───── Material provided ─────

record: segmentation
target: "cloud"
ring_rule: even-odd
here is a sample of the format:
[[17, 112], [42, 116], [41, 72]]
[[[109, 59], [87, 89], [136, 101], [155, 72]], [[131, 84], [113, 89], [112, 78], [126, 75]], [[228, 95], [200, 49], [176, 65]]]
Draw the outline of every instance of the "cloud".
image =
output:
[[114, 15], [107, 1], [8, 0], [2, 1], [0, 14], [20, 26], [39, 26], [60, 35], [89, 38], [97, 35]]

─────

In the lines above, locate the string "cloud". Copy every line where it occurs.

▶ Reply
target: "cloud"
Draw the outline of every instance of the "cloud".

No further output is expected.